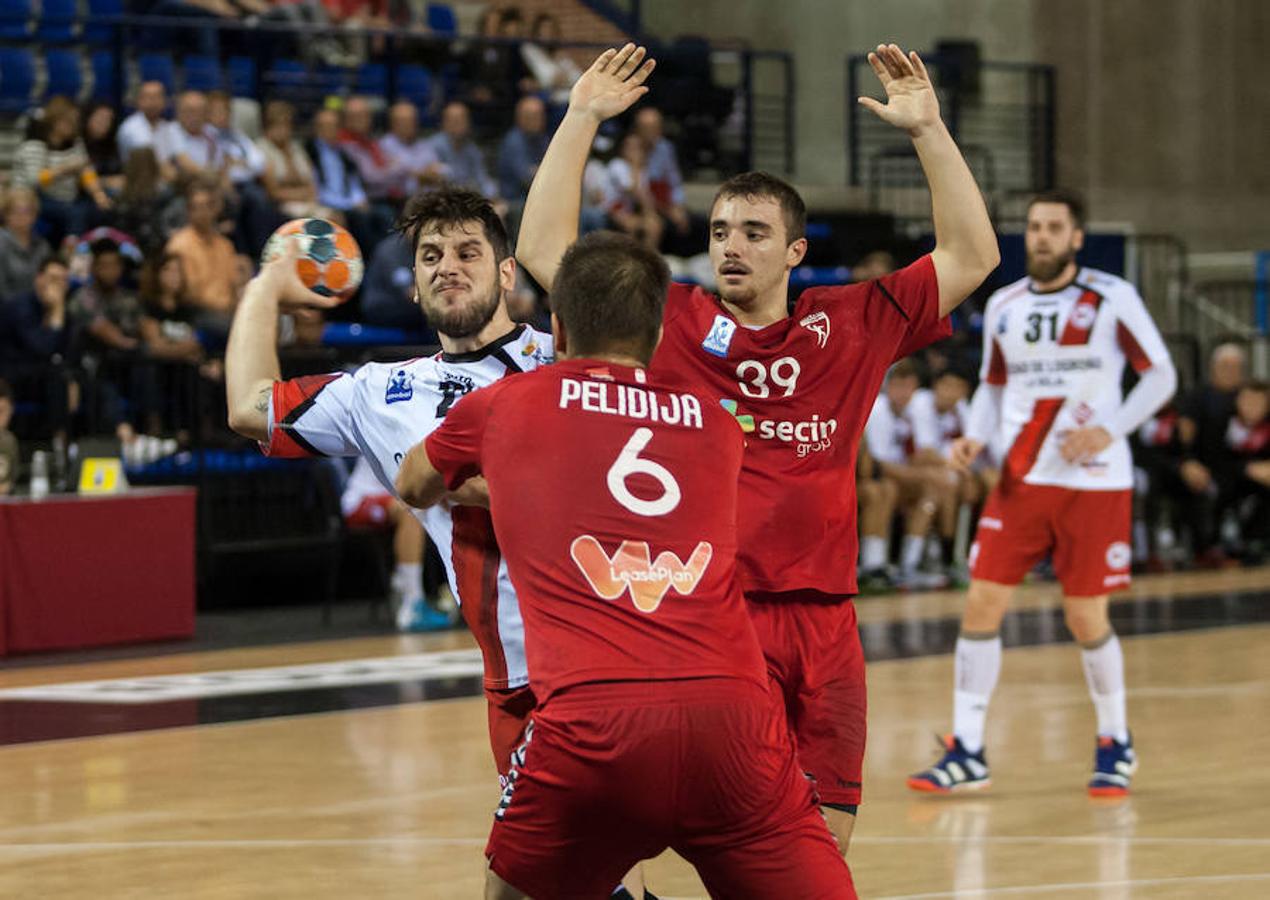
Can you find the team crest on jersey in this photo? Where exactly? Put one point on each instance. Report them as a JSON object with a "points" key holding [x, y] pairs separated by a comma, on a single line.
{"points": [[400, 387], [634, 569], [818, 323], [720, 335]]}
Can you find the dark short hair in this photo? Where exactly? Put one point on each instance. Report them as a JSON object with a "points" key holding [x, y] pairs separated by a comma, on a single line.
{"points": [[762, 185], [450, 206], [1073, 202], [608, 295], [103, 246]]}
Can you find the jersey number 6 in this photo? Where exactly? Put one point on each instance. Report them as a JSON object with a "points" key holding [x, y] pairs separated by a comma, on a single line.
{"points": [[629, 463], [753, 377]]}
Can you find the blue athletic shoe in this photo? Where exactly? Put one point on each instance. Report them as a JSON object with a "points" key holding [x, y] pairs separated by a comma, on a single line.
{"points": [[1114, 763], [417, 615], [958, 771]]}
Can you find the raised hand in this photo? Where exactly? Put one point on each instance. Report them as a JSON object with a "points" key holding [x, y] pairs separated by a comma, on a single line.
{"points": [[911, 100], [612, 84]]}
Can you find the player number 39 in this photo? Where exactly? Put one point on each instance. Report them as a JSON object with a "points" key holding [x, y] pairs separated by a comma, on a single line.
{"points": [[753, 377], [629, 463]]}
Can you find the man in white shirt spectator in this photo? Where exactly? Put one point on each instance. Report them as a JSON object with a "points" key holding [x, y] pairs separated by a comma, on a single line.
{"points": [[408, 150], [146, 126]]}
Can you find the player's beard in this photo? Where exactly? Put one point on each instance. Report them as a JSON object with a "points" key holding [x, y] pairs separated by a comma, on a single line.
{"points": [[462, 320], [1049, 268]]}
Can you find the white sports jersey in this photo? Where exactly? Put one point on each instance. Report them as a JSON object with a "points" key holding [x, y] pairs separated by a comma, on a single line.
{"points": [[379, 413], [894, 437], [1059, 358]]}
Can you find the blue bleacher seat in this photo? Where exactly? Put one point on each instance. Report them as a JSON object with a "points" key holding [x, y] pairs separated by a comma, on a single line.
{"points": [[17, 78], [64, 74], [371, 79], [97, 27], [414, 84], [56, 23], [158, 67], [441, 19], [106, 80], [241, 74], [203, 72], [14, 19]]}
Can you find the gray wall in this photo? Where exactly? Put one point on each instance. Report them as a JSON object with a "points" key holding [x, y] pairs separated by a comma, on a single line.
{"points": [[1163, 114]]}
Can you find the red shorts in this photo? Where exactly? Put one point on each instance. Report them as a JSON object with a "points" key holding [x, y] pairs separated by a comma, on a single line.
{"points": [[1089, 532], [612, 773], [508, 715], [814, 656], [372, 510]]}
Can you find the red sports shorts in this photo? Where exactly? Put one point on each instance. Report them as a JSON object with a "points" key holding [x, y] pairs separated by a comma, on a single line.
{"points": [[612, 773], [1089, 532], [508, 715], [372, 510], [813, 653]]}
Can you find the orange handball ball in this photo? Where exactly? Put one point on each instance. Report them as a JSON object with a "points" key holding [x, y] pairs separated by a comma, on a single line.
{"points": [[328, 259]]}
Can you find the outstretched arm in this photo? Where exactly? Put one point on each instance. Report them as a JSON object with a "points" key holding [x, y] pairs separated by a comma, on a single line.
{"points": [[965, 245], [252, 354], [550, 224]]}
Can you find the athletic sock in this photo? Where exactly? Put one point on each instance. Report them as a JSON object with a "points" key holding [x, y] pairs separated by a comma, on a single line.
{"points": [[873, 552], [911, 555], [1104, 673], [975, 672]]}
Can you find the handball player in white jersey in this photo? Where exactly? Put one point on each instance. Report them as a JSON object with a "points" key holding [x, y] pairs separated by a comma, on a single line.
{"points": [[464, 271], [1054, 349]]}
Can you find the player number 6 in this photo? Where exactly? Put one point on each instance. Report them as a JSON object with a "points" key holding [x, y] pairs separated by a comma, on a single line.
{"points": [[629, 463]]}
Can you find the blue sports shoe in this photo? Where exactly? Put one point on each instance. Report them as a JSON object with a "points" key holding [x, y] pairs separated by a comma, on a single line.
{"points": [[958, 771], [417, 615], [1114, 763]]}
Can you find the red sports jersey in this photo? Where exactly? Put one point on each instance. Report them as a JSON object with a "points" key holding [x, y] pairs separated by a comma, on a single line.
{"points": [[802, 389], [615, 503]]}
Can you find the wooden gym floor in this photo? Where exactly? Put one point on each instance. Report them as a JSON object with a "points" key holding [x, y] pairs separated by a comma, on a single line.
{"points": [[346, 781]]}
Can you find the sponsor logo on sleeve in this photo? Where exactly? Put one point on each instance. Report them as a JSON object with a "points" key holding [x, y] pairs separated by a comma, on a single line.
{"points": [[818, 324], [720, 335], [400, 387]]}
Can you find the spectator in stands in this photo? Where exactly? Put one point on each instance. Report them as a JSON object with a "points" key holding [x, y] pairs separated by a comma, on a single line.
--
> [AIM OF THE EXERCISE]:
Without including the pictures, reproduce all entries exactly.

> [REPLY]:
Can you find the team crest on jersey in this photo? Where exactly? Put one point on each instance. Report them as a JSON object with a "points" key holding [x, y] pairs separated by a comma, on a single line.
{"points": [[400, 387], [634, 569], [818, 323], [720, 335]]}
Can you find the dark short hair in this photo? Where exactly? Put one point on each instance. Report them as a JSON object with a "points" key holding [x, y] pairs separated by a comma, on a single line.
{"points": [[762, 185], [450, 206], [1073, 202], [608, 295], [103, 246]]}
Can you find the jersey number 6 in this photo? Where exactly? Put one point on each instance. Report them as a JSON object with a "points" key holding [x, y] pairs separated by a comma, on a single line.
{"points": [[629, 463], [753, 377]]}
Can you find the blue athletic shoe in this photo? Where exactly? Put one point on each instance. Report them as a JSON object with a "points" key holding [x, y] pairs separated by a comma, on a single line.
{"points": [[1114, 763], [417, 615], [958, 771]]}
Can you find the raised hand in this photo? Where exactly? Put one point on each instance. Report them as a JSON object with a "points" key holding [x, y] pairs separated by a comma, on a single line.
{"points": [[911, 100], [612, 84]]}
Can you find the player number 39 in this photo? Where exactly? Put one point on each instance. Report them as a JSON object with a "points" key holding [x, y] pairs separated by a comma, on a single line.
{"points": [[753, 377], [629, 463]]}
Can you find the man in white shirt spectator in this photo? Where exactly? Put one point on each instance. Report them as a JSON object with a "points" key holding [x, y] pairs separated by a comma, on a single line.
{"points": [[408, 150], [146, 126]]}
Can you find the player's beard in this photo? Where exactly? Put one point on each instance. Report them as a JSON object with a "points" key holding [x, y] pairs separated by a comma, on a single line.
{"points": [[462, 320], [1049, 268]]}
Can you find the white sports jersey in this photo? Where exactly? Put one point on each instance. Report them as a JSON object with a "points" key holding [x, y] pairs separated by a comma, on a single line.
{"points": [[379, 413], [894, 437], [1059, 358]]}
Can you find the blue bleacher seat in this photo? Where exactly? Put one point on each instance. Report them as a JSON object with a "points" key holding [x, y] pairs separated by a comma, on a single line.
{"points": [[17, 78], [64, 74], [371, 79], [97, 27], [414, 84], [56, 23], [158, 67], [441, 19], [106, 80], [241, 74], [203, 72], [14, 19]]}
Can you find the gray wall in this photo? Where exactly? Put one point on each instance. Report them as a JSON object with a "points" key holding [x, y] pairs separated by a comma, on a single line.
{"points": [[1163, 114]]}
Can you find the red shorts in this photo? Where exactly? Put one point on each instance. Report them as a JSON object with a "points" key holding [x, y] pairs separated by a comma, on a single line.
{"points": [[1089, 532], [612, 773], [508, 715], [814, 656], [372, 510]]}
Can you find the red sports shorts in this photo? Where exactly? Put one point on each instance. Report them as a JSON object with a "points" key holding [x, y] pairs separated by a comma, on a single line.
{"points": [[612, 773], [1089, 532], [508, 715], [372, 510], [813, 653]]}
Can you find the orange handball ball in this photo? Where exactly? Put one point on each instance. Report them as a JSON object with a "points" key holding [x, y] pairs separated by a comma, on a single line.
{"points": [[328, 259]]}
Can you find the outstretched arm in this photo? Where exactly? Put one point on each instance. Report them as a JSON object with a "points" key holding [x, y] pairs separated by a comma, on a single line.
{"points": [[965, 245], [252, 354], [550, 224]]}
Can you find the athletic sock in this photo? Where exactly? Put one point on each instance. Report them as a JSON object with a "points" key holding [x, y] pairs separated by a comma, on a single line.
{"points": [[873, 552], [911, 555], [1104, 673], [975, 672]]}
Can you find the handball player in white jersey in this photo? Where exactly? Put one point on each instance. Report them as a JSON object with a "points" key holding [x, y] pairs separated by a comma, on a single line.
{"points": [[464, 271], [1054, 349]]}
Can you find the player number 6 in this photo? Where exactly? Put one point on each instance. Report them as a JSON object with a "points" key holding [x, y] pairs separated by a comma, on a single line.
{"points": [[629, 463]]}
Can you find the blue sports shoe in this photo? Where exactly? Put one point on each instance. Report them as a JSON object with a "points" key holding [x, y] pairs separated by a comma, on a single line.
{"points": [[958, 771], [417, 615], [1114, 763]]}
Can you find the red sports jersey in this photo? Where exactly? Put one point on each instance. Report them as a JSON object with a "points" key holding [x, y] pairs separated by a comma, on a single line.
{"points": [[802, 389], [615, 503]]}
Can you find the wooden gym floor in this photo? Where exactly? Put one point on each instance. Report them as a JSON object with a "points" key holding [x, y] pairs separated by a comma, on a single line.
{"points": [[346, 781]]}
Can you find the sponsor logo on sleeve in this photo? Where exactly? Put one point on each instance. Report them as a JSON object with a "points" key holding [x, y] pairs separated by a comma, on a single line.
{"points": [[818, 324], [720, 335], [400, 387]]}
Can you find the spectator in stands in this photo? Where exactly? Put one point on each instance. Report them as a JSON object with a "points" key holding [x, y] pairs separated by a comma, on a single line.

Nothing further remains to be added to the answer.